-- STORED ROWS --
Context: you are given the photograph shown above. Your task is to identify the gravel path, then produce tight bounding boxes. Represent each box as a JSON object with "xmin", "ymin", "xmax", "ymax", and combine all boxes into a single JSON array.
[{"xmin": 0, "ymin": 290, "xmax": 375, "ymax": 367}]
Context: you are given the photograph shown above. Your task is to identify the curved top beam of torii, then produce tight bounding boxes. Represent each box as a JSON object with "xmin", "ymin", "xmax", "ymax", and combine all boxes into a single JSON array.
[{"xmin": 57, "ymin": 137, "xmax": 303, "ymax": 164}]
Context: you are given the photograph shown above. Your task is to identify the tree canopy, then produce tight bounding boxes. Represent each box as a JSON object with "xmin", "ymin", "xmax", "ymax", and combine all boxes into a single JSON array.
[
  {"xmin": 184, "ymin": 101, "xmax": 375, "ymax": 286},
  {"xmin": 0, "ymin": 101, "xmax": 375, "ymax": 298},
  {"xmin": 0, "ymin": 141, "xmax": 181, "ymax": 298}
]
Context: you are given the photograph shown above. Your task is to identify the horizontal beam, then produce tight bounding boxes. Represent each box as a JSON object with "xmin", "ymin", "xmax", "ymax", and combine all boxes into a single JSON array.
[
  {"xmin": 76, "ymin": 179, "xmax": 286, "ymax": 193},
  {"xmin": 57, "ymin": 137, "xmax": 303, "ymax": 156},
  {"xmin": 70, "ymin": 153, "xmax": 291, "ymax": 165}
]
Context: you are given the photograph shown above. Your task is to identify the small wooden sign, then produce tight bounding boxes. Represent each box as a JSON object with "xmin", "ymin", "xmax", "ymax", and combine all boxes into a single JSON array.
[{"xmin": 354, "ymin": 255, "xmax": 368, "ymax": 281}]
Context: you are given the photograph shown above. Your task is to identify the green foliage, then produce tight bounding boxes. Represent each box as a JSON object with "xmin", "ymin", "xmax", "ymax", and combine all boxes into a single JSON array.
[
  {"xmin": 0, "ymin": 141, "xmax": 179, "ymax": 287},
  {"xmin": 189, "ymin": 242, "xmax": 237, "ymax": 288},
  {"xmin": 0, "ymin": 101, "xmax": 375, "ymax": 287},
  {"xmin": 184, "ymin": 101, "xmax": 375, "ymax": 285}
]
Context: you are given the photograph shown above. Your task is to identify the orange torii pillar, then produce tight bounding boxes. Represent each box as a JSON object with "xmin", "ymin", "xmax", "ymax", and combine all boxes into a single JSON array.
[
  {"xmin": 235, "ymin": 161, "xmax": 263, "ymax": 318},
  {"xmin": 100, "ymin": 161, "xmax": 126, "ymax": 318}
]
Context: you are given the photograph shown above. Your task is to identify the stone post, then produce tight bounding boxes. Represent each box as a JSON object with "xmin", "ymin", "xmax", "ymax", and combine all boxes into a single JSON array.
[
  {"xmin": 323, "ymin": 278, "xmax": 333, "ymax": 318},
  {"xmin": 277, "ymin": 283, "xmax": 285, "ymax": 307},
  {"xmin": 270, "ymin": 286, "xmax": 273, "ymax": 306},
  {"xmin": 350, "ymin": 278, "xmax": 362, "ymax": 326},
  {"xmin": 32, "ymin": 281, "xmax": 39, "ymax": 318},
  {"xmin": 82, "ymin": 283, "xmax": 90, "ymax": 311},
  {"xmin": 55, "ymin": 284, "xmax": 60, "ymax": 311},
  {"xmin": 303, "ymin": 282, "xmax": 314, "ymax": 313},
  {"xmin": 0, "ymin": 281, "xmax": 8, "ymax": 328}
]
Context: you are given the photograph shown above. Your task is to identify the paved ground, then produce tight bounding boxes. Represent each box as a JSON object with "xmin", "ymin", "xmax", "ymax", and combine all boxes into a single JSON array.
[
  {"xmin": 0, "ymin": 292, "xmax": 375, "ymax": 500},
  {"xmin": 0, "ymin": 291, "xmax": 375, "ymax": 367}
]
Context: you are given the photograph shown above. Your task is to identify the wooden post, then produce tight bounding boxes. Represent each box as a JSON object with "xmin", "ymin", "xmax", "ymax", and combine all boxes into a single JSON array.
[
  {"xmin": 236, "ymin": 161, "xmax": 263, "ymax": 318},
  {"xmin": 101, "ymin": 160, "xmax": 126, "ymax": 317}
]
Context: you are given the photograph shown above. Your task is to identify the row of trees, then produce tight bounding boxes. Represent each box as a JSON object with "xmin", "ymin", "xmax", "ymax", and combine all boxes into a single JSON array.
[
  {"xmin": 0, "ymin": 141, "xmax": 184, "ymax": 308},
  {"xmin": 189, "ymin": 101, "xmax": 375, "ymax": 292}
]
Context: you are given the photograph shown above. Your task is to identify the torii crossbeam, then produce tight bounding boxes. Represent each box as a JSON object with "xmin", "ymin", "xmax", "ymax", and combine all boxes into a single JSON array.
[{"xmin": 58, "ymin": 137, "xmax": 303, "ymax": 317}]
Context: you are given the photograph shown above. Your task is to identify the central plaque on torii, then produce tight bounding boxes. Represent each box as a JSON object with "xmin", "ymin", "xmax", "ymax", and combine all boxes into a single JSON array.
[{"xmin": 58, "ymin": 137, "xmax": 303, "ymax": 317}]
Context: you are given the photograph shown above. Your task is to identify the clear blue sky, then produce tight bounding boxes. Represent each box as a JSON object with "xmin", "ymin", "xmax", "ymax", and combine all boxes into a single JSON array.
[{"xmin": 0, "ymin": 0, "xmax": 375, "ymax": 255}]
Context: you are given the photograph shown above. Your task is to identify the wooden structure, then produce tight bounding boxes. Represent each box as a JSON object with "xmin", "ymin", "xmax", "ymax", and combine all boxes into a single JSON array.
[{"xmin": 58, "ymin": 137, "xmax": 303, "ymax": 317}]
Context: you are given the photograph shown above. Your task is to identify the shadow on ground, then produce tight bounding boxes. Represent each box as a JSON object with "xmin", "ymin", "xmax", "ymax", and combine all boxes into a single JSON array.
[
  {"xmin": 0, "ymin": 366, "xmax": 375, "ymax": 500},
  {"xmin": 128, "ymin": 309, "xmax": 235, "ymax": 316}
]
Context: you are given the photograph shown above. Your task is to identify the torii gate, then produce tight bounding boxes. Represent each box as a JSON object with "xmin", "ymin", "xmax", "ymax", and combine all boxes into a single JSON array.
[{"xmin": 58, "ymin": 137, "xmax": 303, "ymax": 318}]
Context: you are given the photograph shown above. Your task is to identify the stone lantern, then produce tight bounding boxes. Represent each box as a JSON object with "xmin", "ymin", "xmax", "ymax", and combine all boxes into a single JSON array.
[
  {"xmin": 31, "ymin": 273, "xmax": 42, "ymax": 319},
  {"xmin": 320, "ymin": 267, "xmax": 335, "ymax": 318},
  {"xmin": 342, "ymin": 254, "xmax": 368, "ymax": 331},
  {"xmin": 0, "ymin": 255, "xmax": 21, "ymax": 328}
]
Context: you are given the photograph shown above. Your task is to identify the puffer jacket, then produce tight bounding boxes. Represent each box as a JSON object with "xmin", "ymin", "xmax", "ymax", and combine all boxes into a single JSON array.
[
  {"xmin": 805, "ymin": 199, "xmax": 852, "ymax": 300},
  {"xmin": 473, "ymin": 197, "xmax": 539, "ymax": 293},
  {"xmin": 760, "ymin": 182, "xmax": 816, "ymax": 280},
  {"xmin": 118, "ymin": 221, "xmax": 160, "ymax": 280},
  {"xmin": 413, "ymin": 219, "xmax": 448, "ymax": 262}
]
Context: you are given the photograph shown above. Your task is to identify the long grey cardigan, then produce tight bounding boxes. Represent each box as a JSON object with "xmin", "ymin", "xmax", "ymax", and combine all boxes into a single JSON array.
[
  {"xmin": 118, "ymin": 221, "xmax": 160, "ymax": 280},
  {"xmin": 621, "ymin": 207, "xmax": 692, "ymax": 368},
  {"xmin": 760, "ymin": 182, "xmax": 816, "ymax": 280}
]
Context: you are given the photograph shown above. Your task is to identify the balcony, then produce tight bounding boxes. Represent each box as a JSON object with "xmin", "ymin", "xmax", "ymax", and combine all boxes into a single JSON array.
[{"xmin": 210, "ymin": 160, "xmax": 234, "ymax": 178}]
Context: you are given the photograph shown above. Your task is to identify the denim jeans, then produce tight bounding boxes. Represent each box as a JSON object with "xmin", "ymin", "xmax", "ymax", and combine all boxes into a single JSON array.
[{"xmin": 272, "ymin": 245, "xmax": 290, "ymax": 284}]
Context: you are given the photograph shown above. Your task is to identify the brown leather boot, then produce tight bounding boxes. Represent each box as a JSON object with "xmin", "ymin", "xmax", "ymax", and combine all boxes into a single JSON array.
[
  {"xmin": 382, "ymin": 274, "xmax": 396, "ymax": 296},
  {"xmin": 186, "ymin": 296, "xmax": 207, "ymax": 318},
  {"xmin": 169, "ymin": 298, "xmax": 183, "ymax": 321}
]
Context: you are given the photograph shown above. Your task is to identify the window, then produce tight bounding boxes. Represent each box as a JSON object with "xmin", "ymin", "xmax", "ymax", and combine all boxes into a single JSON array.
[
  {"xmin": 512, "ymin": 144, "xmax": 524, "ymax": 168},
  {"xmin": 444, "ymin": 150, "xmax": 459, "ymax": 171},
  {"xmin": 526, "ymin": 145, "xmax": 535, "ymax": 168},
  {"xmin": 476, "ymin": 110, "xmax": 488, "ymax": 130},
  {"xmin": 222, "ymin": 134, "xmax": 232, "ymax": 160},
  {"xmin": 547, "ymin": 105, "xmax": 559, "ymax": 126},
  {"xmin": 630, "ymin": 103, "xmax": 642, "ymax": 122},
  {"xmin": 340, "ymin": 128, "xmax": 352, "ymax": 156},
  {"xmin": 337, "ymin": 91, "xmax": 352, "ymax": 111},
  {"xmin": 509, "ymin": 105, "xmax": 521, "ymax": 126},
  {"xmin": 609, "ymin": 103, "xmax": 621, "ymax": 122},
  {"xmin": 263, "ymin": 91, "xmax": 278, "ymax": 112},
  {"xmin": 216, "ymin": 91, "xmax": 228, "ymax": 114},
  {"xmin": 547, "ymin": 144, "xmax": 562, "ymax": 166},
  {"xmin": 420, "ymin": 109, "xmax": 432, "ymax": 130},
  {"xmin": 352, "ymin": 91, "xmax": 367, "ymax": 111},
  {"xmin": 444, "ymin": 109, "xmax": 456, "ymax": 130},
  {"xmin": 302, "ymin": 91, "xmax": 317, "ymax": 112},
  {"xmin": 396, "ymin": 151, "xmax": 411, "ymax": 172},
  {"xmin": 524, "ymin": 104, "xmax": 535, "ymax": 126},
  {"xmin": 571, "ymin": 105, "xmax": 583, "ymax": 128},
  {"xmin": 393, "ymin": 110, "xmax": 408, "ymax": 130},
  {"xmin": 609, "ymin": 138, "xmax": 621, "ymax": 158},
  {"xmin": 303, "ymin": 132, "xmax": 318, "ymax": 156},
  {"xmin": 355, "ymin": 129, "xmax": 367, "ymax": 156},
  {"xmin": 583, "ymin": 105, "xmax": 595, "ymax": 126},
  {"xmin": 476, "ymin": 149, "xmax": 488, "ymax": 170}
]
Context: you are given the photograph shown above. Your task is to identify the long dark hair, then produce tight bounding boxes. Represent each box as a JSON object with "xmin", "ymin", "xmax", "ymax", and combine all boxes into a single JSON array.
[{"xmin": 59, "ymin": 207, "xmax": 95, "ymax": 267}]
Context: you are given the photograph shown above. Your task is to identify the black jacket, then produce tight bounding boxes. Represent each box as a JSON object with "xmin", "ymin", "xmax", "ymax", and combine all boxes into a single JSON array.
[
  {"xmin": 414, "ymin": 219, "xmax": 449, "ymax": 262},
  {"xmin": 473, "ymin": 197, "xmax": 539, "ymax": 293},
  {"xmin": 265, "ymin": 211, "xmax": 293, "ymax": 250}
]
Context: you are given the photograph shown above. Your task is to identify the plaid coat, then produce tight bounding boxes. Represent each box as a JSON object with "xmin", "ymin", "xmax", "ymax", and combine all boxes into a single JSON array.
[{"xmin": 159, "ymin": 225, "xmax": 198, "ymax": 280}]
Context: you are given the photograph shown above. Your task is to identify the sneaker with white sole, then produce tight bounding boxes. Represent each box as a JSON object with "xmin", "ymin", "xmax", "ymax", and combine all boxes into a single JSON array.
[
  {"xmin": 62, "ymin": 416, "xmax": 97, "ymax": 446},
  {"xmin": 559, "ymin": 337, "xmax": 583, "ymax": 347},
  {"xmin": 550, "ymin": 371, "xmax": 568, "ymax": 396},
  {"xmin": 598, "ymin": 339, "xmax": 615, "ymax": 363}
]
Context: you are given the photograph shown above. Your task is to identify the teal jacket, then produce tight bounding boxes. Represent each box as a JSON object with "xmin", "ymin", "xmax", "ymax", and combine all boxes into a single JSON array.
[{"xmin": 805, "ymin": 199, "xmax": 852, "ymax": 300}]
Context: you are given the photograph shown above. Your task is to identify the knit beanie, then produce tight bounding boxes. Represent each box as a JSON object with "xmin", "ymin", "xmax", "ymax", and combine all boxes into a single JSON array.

-- PROBLEM TO WORK ON --
List every line of the records above that contains the word "long", matching case.

-- SOLUTION TO THIS PROBLEM --
Context: you are given the photograph shown above. Your task is to identify the long grey cardigan, then produce tight bounding boxes. Represent each box as a JSON object with "xmin", "ymin", "xmax", "ymax", and combine all boxes into a single JSON array.
Context: you are given the photograph shown above. Your task is to identify the long dark hair, then produce tight bounding boxes. Represent each box as a JSON object with "xmin", "ymin", "xmax", "ymax", and combine all boxes into a single JSON array.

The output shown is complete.